The problem:
Rewrite all of the material below as a numbered list, leaving out any blank lines.

START

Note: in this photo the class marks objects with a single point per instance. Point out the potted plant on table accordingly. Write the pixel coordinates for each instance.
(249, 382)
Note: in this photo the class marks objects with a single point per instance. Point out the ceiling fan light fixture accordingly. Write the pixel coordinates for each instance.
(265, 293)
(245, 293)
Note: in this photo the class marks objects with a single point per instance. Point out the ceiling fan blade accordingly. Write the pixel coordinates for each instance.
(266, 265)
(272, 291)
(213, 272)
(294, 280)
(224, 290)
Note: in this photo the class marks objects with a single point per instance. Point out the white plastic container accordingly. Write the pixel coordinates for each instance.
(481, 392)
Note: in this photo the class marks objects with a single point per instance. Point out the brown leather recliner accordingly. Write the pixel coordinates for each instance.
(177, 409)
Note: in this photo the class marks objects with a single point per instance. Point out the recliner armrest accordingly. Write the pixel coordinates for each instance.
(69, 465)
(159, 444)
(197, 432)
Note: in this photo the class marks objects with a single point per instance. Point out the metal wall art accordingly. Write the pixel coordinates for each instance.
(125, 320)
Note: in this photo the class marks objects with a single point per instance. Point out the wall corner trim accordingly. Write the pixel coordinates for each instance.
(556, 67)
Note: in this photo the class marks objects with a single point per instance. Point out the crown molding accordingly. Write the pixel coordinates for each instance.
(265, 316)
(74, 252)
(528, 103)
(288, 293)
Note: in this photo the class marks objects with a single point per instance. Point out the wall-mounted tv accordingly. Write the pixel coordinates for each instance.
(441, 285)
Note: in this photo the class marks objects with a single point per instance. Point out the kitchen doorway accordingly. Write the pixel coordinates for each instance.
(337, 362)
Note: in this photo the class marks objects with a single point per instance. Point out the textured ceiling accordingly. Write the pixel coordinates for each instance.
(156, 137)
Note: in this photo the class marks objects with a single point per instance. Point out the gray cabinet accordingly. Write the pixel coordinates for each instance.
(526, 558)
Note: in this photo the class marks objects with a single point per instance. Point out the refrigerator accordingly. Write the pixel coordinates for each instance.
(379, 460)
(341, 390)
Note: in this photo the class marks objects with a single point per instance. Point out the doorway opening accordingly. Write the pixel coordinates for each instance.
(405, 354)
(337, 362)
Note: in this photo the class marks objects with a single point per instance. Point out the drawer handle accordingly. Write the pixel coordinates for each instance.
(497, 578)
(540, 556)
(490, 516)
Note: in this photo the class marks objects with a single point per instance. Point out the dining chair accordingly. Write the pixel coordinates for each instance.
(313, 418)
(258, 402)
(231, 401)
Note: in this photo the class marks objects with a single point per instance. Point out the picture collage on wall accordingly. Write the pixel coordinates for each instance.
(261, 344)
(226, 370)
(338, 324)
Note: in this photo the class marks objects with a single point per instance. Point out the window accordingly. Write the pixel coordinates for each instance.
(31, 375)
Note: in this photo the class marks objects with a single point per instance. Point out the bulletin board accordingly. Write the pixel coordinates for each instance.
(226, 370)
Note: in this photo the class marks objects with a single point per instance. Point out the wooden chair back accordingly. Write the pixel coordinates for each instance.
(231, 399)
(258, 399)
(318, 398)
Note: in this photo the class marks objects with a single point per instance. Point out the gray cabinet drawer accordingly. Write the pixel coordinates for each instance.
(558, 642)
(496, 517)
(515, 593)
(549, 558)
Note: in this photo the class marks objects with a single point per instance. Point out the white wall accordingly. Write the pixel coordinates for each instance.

END

Correct response:
1. Note: in this photo the class marks objects with a single point per instance. Point out the potted plant on table accordingly. Write the pixel coordinates for each instance.
2. (249, 382)
3. Note: in this photo the class marks objects with a single point per instance. Point out the ceiling fan light fixture accordingly. Write the pixel coordinates for each instance.
4. (265, 293)
5. (245, 293)
6. Note: in this photo the class marks objects with a single point per instance. Point out the ceiling fan blade accordingly. Write the pixel coordinates for each instance.
7. (266, 265)
8. (272, 291)
9. (213, 272)
10. (294, 280)
11. (224, 290)
12. Note: in this photo the class marks objects with a single point per instance. Point out the white plastic container accordingly. Write the pixel coordinates for each instance.
13. (481, 392)
14. Note: in this photo the class marks objects with a single point per instance. Point out the brown leather recliner accordingly. Write the pixel coordinates for each instance.
15. (177, 409)
16. Note: in this photo the class marks objects with a single point per instance. Point out the recliner armrest accordingly. Write the pixel coordinates for each instance.
17. (69, 465)
18. (159, 444)
19. (197, 432)
20. Note: in this photo the class marks objects with a single point per instance. Point out the metal wall art accordingly. Write the pixel coordinates for each instance.
21. (125, 320)
22. Note: in this photo the class marks objects with a single point per instance. Point out the wall corner trim accordingly. Write the pixel coordinates for each instance.
23. (556, 67)
24. Note: in this photo the class marks objects with a single point per instance. Point out the crown molding accordingly. Write the pixel coordinates for each instance.
25. (265, 316)
26. (74, 252)
27. (528, 103)
28. (288, 293)
29. Note: in this photo the class marks objects with a single point per instance. Point out the wall-mounted tv accordingly. Write the pixel coordinates for each instance.
30. (441, 285)
31. Note: in this photo the class marks objects with a single point per instance. Point out the kitchen doorway accordingly. Write the pixel coordinates for each instance.
32. (337, 362)
33. Note: in this photo the class marks objects with a single point per instance. Point out the textured ceiling accordingly. Write the pixel coordinates for each instance.
34. (156, 137)
35. Note: in this photo the class marks objects with a single point per instance. Point out the gray cabinet accordingly. Write the pixel coordinates for each instance.
36. (526, 558)
37. Note: in this photo the class marks objects with a single point per instance. Point out the refrigerator accordingly. Write the pixel coordinates for each instance.
38. (379, 460)
39. (341, 390)
40. Note: in this photo the class marks objects with a single point per instance. Point out the doorway opening accordingly. Write the pixel coordinates for each instance.
41. (405, 354)
42. (337, 362)
43. Note: in this photo the class marks objects with a single point per instance. Point out the drawer handle accordingly. Write the pixel coordinates for each instance.
44. (497, 578)
45. (540, 556)
46. (490, 516)
47. Note: in this photo the class marks objects with a single point per instance. Point out the dining chair accordingly. Write the pixel coordinates for each instance.
48. (313, 418)
49. (258, 402)
50. (231, 401)
51. Note: in this photo the class marks objects with a single point per instance. Point out the picture collage on wall accordingly. Write the pixel coordinates for each instance.
52. (261, 344)
53. (226, 370)
54. (338, 324)
55. Note: in this photo the class marks objects with a single point per instance. Point out the window accordingly. Write the pixel coordinates for each instance.
56. (31, 375)
57. Note: in this photo the class marks objects with a single point per instance. Point out the bulletin board accordingly. Write the pixel coordinates for each instance.
58. (226, 370)
59. Note: in this photo the class marks objects with a single point per instance. Point out the wooden chair back accordingly. Write the pixel coordinates for each instance.
60. (231, 399)
61. (258, 399)
62. (318, 398)
63. Note: in this photo the class marks objects with a single point per instance. Point out the gray cabinet drawer accordingly. Write the pixel coordinates for each instance.
64. (558, 642)
65. (496, 517)
66. (515, 593)
67. (549, 558)
68. Note: in this photo the class marks objects with a single point per instance. Point out the white wall accordingly. Write the pixel coordinates for each instance.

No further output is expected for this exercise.